#### [TASK DESCRIPTION]
Rewrite the data from its first line through the line containing "target: sky reflection on water", both included, as a JSON list of strings with one string per line and blank lines left out.

Image boundary labeling items:
"""

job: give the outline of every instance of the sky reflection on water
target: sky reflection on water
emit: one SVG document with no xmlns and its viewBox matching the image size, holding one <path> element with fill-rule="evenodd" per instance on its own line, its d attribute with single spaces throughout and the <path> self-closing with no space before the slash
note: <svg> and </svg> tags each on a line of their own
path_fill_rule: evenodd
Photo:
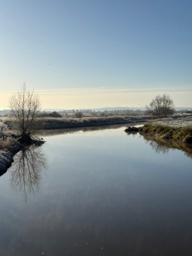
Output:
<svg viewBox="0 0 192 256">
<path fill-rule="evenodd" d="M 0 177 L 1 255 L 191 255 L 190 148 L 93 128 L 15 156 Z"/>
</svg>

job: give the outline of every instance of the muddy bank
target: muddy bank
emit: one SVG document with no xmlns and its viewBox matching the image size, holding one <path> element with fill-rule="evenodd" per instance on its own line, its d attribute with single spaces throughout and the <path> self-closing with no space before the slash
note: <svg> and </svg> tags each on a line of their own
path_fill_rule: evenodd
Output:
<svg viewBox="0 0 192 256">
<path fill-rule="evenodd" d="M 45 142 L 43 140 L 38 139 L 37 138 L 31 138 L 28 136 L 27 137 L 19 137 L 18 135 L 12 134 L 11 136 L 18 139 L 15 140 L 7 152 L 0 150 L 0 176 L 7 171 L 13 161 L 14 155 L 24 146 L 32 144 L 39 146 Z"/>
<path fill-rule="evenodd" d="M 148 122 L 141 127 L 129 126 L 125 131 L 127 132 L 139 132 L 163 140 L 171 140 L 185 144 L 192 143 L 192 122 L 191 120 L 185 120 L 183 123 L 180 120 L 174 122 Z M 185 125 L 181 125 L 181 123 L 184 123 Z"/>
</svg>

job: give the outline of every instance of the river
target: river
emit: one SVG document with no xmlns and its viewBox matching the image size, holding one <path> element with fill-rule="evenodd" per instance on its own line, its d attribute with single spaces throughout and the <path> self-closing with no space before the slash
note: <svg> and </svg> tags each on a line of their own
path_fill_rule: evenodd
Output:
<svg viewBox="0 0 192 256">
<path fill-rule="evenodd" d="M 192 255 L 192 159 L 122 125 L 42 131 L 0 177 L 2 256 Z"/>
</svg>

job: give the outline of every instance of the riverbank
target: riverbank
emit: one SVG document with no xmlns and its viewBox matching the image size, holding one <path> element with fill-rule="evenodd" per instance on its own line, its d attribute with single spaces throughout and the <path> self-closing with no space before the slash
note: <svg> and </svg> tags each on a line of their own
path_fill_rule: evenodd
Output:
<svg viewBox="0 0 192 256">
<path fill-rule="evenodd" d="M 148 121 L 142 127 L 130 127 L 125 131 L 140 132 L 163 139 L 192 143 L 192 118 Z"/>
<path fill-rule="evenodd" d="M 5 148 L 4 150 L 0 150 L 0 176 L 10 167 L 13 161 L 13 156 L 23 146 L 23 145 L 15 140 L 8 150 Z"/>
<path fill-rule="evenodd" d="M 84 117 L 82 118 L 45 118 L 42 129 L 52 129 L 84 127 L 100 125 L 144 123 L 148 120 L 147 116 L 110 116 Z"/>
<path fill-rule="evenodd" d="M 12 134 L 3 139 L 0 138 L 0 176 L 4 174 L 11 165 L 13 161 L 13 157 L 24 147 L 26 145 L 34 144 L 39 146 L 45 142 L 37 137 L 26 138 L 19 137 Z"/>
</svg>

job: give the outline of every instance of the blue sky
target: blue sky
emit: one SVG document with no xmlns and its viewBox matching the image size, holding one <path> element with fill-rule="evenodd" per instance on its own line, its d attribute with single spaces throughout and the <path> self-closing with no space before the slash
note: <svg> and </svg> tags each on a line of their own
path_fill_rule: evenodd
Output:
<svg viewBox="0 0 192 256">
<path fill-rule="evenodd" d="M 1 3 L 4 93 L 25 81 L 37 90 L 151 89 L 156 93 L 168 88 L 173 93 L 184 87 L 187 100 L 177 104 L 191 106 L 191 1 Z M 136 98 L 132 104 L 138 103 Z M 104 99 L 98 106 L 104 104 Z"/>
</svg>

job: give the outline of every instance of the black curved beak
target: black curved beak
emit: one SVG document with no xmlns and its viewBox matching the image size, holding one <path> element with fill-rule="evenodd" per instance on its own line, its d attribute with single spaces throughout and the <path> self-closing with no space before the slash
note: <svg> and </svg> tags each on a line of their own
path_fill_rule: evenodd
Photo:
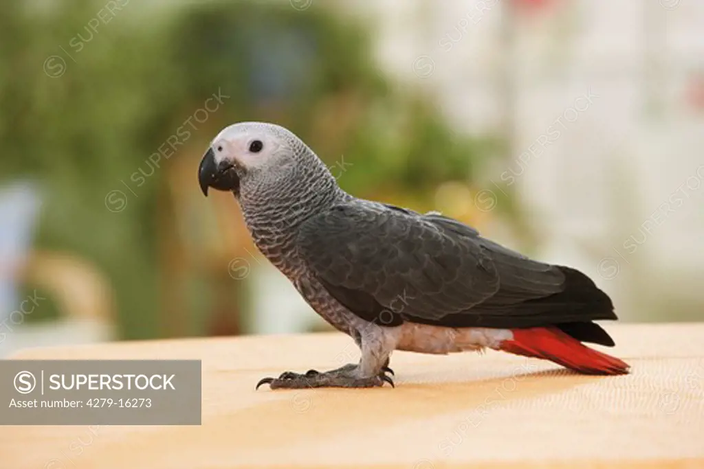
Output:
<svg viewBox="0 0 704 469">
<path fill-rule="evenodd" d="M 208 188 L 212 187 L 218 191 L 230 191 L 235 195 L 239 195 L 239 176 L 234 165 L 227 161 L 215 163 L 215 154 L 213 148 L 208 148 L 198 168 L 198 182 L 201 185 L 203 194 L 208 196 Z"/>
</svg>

"""

#### [CORRECT RESPONSE]
[
  "job: give the outline of every instance of the sky reflection on water",
  "target: sky reflection on water"
]